• [EXCERPT TO READ]

————————

Investigators built their case with the help of forensic evidence
analyzed by the FBI Laboratory in Washington, D.C., and the Mercyhurst
Archaeological Institute in Pennsylvania. Assistant U.S. Attorney Wayne
Dance, who prosecuted the nine looters, has become a leading authority on
the Archaeological Resources Protection Act as well as on the resources
it's meant to protect. Polar Mesa Cave was a prime example, he said.
``This case was about much more than the loss of artifacts,'' Dance said.
``It was about the loss of respect for prehistoric culture and people.

————————

• [ENTRIES SHOWN]
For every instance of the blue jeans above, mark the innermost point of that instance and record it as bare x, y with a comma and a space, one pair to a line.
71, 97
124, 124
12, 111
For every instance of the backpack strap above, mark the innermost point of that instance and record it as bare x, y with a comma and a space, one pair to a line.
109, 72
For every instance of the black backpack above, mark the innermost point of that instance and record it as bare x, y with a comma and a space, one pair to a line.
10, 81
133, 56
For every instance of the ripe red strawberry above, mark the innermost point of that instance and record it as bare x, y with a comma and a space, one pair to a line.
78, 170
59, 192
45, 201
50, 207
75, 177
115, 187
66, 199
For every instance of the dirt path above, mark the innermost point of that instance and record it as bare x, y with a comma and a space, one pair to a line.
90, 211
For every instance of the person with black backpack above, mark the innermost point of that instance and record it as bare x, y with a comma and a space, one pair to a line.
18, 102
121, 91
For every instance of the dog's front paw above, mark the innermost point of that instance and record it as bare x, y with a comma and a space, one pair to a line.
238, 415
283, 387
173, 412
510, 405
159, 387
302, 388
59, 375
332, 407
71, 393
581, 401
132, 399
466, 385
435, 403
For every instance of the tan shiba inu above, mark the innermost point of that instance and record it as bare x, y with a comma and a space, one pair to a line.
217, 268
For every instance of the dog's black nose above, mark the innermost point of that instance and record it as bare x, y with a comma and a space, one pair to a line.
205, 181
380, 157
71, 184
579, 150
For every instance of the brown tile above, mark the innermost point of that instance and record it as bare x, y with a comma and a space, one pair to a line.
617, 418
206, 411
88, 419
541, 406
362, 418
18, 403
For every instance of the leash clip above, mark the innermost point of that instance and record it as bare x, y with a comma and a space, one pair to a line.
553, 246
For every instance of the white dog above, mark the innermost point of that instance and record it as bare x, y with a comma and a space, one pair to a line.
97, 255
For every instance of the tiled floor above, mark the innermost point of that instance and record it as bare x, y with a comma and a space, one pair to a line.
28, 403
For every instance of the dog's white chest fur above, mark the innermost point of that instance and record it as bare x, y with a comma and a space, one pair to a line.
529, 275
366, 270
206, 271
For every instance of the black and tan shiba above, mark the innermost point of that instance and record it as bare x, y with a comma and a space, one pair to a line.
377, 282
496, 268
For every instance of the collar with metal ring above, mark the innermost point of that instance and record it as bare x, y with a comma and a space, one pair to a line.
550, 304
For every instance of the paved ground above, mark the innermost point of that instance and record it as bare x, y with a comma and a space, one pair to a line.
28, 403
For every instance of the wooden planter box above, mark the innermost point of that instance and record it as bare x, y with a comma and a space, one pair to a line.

————————

• [TASK STATEMENT]
Return everything from "Investigators built their" down to "artifacts,'' Dance said." in the passage about the Polar Mesa Cave looting case, copied word for word.

• [SOLVED EXERCISE]
Investigators built their case with the help of forensic evidence
analyzed by the FBI Laboratory in Washington, D.C., and the Mercyhurst
Archaeological Institute in Pennsylvania. Assistant U.S. Attorney Wayne
Dance, who prosecuted the nine looters, has become a leading authority on
the Archaeological Resources Protection Act as well as on the resources
it's meant to protect. Polar Mesa Cave was a prime example, he said.
``This case was about much more than the loss of artifacts,'' Dance said.